Exercise description: Count the lines in the entries below that contain the word "window". Reply with only that number.

Records for this task:
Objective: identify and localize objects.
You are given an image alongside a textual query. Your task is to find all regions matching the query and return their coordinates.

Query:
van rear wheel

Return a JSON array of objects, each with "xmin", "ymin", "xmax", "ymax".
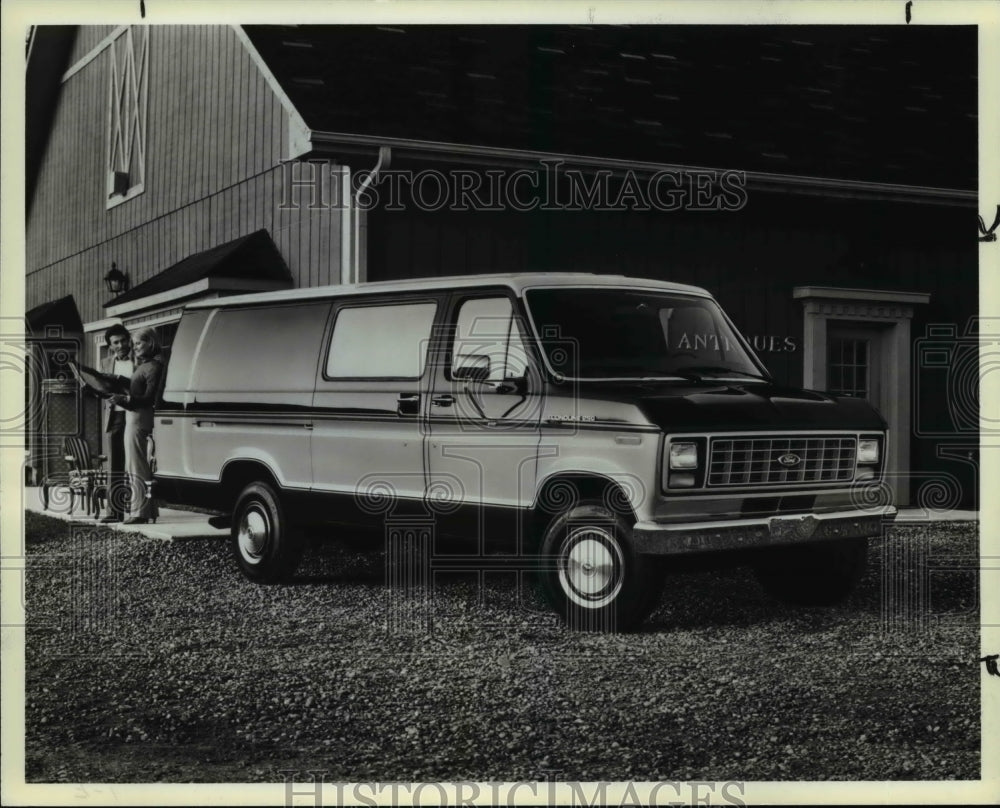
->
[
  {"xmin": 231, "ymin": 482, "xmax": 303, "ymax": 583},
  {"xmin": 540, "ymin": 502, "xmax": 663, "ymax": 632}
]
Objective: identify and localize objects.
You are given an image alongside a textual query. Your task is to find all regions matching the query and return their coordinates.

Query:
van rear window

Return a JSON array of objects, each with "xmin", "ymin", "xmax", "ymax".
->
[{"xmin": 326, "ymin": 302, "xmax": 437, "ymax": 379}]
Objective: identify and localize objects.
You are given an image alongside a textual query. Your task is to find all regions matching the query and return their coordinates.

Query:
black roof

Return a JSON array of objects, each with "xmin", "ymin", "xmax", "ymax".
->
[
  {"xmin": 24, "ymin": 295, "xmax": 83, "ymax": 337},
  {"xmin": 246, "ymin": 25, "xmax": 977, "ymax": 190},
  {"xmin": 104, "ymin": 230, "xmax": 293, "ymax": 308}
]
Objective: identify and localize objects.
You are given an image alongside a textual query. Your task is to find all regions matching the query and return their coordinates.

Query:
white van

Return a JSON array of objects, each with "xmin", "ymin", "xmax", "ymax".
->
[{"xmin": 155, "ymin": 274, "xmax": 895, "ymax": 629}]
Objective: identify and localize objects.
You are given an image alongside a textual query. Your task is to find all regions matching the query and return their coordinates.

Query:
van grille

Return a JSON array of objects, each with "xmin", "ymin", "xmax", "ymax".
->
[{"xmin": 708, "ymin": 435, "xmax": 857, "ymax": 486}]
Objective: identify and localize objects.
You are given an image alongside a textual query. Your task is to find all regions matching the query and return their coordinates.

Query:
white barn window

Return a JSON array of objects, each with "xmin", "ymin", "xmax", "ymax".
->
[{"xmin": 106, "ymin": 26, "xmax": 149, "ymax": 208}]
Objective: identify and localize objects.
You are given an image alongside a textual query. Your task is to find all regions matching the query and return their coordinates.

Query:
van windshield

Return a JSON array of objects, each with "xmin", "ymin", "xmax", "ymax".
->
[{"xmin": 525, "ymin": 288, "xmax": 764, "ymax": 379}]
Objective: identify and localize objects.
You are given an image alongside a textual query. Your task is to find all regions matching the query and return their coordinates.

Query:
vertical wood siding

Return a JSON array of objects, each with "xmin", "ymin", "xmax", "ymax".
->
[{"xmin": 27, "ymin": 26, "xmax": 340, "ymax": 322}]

---

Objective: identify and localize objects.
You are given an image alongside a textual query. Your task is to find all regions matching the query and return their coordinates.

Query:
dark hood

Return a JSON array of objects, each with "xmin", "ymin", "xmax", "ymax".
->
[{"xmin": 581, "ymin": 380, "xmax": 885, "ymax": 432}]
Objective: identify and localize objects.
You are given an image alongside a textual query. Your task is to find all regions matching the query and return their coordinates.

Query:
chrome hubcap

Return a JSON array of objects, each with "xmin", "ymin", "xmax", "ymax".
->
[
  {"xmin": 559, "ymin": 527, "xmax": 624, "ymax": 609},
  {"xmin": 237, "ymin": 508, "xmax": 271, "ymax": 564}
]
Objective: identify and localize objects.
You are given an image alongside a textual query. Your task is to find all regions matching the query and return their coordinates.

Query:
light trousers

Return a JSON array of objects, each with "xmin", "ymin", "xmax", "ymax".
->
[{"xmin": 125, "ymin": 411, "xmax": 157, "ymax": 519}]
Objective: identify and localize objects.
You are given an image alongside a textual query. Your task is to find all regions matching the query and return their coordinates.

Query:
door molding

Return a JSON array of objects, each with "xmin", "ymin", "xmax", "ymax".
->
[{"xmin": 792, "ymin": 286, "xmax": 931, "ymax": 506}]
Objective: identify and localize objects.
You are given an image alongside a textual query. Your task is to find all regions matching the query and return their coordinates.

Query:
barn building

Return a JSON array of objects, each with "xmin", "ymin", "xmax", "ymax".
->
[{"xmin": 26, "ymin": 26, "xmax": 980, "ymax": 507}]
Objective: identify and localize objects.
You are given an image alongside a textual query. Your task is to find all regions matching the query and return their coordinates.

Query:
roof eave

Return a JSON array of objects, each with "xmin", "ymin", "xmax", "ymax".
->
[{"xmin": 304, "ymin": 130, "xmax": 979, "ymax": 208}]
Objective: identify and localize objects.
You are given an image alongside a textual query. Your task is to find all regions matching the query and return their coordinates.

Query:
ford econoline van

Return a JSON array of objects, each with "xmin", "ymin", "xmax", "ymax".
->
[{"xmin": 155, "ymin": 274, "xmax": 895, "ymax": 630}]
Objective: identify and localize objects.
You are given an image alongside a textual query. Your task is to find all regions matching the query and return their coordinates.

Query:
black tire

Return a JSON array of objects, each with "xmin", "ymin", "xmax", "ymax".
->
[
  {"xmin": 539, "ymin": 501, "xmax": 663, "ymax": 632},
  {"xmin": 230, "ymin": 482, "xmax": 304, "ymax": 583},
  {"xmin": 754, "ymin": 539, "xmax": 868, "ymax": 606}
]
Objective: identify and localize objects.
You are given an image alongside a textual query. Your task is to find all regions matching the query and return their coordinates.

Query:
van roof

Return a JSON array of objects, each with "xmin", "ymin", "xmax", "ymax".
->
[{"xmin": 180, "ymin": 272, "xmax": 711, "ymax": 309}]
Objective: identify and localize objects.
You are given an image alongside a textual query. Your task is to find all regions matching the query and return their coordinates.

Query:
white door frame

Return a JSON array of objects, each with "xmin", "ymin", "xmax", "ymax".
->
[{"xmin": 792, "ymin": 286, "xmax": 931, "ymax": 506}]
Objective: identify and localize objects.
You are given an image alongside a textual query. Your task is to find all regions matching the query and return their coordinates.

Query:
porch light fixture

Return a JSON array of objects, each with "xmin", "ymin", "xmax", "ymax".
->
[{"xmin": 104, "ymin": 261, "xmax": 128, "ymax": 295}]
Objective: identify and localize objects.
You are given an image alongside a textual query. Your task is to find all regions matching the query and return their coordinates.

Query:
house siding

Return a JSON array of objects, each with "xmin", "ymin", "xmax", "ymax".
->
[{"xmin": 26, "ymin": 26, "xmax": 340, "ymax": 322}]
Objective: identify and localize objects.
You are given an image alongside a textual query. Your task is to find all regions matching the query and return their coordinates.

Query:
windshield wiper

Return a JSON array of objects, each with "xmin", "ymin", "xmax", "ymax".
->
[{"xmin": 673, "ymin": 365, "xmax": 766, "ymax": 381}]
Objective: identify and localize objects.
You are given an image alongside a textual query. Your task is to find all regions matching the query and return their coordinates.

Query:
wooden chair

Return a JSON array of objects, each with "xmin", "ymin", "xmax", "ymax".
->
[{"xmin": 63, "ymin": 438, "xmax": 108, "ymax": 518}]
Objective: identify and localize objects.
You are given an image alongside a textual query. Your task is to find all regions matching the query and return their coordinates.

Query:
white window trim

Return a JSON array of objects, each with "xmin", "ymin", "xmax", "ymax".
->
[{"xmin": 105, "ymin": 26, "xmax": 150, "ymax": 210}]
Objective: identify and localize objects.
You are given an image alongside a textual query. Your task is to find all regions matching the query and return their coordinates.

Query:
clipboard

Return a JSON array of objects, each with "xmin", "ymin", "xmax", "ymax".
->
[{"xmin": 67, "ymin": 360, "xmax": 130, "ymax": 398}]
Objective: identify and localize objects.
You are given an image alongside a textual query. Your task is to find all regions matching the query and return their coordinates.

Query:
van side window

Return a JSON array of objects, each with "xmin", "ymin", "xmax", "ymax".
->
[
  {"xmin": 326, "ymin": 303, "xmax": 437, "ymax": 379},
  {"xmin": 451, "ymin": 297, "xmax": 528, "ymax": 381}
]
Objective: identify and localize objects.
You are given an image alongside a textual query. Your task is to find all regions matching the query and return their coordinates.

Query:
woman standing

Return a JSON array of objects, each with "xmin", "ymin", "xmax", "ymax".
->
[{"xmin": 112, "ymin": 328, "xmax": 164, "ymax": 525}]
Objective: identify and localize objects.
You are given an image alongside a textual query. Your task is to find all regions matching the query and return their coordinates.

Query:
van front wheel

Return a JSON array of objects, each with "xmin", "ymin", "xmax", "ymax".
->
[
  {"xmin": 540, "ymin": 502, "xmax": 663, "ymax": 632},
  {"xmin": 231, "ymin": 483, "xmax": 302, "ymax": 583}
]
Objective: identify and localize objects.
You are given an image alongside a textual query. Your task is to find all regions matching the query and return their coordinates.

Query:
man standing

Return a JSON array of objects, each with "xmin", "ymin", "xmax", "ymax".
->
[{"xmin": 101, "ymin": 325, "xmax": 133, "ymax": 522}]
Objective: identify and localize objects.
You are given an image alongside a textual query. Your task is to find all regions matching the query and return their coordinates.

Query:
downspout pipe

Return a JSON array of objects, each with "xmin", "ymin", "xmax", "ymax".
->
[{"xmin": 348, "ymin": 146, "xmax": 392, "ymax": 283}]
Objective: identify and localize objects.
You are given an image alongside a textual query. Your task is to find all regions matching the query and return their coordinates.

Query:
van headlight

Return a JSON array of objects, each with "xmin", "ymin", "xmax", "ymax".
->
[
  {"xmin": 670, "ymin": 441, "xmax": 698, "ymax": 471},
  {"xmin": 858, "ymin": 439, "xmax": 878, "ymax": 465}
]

Final answer: 4